BEGIN Data for this exercise

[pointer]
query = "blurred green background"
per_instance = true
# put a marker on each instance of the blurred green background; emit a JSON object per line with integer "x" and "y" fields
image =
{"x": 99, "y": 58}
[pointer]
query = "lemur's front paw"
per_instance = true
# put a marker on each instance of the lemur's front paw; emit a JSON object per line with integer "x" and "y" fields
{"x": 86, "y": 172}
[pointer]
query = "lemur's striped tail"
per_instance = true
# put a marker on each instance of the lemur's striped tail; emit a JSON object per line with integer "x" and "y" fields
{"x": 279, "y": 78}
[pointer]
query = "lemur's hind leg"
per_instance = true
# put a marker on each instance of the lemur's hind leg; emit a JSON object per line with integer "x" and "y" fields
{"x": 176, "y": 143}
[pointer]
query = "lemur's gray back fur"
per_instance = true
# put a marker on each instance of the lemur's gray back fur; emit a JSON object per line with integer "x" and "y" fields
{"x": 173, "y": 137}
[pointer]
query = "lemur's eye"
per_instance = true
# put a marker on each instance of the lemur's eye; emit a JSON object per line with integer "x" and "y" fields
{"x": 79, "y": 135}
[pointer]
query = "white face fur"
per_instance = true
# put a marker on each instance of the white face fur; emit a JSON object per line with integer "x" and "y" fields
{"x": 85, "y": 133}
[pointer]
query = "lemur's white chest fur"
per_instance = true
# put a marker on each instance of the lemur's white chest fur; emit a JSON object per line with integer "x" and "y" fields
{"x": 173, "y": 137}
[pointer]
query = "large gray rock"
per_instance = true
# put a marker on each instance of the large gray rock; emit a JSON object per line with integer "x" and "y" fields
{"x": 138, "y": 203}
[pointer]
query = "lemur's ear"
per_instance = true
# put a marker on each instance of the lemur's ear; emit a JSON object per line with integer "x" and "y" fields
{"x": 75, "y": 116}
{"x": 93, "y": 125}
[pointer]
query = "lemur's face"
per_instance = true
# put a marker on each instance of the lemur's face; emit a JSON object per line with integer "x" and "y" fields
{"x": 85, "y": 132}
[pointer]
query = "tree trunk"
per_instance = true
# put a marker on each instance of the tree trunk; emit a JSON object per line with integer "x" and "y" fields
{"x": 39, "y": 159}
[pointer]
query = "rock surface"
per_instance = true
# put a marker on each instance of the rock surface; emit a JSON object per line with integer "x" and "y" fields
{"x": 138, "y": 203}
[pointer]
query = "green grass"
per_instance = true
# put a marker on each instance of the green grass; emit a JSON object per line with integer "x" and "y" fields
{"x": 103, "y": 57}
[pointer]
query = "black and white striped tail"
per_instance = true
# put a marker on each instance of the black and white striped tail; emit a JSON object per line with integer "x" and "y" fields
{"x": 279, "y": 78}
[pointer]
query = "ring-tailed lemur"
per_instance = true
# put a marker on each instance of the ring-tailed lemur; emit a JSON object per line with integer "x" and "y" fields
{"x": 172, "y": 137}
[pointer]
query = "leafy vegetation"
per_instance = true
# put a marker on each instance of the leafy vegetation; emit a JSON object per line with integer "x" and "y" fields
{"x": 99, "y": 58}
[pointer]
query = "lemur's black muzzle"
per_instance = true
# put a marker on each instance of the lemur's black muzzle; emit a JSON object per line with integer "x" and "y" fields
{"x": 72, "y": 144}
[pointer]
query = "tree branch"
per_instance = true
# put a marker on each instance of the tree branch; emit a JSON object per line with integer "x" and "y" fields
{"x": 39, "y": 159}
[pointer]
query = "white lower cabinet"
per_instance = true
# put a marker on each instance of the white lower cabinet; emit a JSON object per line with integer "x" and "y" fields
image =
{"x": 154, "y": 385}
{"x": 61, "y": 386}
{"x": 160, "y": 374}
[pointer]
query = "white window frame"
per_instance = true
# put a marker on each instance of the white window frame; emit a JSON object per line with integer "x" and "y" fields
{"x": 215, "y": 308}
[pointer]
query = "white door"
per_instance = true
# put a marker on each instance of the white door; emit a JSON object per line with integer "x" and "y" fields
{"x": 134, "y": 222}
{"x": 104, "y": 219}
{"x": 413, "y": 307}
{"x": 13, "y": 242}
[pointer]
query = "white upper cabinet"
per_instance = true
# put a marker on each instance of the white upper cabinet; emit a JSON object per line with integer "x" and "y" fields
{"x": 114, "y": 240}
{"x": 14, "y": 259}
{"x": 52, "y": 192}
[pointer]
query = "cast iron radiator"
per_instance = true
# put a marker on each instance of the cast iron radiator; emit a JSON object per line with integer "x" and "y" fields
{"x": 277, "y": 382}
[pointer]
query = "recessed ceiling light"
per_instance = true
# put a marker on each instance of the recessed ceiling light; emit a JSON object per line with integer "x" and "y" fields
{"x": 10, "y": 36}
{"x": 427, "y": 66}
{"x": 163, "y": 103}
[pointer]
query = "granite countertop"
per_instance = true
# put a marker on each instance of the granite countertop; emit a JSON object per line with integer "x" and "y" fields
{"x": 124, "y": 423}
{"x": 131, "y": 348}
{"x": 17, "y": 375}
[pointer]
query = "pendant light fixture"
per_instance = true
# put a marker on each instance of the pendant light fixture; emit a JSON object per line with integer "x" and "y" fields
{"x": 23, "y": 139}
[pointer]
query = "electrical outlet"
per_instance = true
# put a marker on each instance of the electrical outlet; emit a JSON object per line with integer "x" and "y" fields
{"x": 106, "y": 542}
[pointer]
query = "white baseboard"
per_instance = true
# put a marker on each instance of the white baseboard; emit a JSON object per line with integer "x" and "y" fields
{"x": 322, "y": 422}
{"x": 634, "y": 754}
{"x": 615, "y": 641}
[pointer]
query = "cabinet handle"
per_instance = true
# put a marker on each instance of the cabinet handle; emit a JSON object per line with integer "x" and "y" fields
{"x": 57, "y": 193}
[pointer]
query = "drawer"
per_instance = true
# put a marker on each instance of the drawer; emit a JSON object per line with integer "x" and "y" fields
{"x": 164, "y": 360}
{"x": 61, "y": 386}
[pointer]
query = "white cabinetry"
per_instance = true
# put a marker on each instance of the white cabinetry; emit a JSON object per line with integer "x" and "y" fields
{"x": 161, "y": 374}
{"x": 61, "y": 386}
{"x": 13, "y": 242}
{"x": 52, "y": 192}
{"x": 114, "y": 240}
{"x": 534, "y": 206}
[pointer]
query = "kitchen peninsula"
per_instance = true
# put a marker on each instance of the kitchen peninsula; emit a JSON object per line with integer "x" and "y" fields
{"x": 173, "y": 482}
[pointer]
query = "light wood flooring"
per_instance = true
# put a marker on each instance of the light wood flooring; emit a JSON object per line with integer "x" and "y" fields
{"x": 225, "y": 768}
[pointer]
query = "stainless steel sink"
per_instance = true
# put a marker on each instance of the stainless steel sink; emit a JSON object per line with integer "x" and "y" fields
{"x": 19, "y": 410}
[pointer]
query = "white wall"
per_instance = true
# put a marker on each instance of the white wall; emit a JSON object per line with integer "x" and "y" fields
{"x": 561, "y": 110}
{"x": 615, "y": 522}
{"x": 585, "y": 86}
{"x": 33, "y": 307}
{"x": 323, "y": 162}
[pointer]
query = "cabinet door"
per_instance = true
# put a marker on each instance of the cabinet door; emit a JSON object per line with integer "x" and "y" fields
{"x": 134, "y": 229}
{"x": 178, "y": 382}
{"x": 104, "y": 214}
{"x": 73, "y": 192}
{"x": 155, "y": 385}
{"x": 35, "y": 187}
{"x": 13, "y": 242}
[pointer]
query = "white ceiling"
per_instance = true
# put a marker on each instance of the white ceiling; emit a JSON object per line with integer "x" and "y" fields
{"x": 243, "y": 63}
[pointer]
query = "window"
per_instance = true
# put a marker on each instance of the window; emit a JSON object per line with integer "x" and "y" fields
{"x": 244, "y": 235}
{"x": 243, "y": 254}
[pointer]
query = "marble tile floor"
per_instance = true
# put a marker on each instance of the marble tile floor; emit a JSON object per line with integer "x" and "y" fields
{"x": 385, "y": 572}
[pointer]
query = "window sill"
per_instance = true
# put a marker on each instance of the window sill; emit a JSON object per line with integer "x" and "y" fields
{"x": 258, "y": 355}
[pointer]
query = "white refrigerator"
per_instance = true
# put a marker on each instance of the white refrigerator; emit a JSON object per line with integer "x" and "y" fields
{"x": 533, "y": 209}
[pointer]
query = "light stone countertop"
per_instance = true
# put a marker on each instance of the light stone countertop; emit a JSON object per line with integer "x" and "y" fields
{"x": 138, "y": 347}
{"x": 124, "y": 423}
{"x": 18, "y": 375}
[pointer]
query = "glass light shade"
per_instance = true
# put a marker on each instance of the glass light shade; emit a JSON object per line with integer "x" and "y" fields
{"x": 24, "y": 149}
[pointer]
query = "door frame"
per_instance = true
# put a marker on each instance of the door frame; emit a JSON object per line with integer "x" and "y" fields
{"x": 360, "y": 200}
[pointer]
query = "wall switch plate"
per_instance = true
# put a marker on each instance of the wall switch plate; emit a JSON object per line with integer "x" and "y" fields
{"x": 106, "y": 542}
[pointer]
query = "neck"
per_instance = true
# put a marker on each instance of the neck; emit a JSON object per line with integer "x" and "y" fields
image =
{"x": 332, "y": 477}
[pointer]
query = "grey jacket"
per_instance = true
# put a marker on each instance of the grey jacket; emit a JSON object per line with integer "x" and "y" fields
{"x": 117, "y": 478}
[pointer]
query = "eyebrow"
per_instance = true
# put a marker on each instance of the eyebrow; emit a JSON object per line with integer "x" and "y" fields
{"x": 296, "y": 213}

END Data for this exercise

• _What to do_
Among the entries above, how many lines hold the string "blurred"? Respond with nothing but the number.

• _Output of the task_
2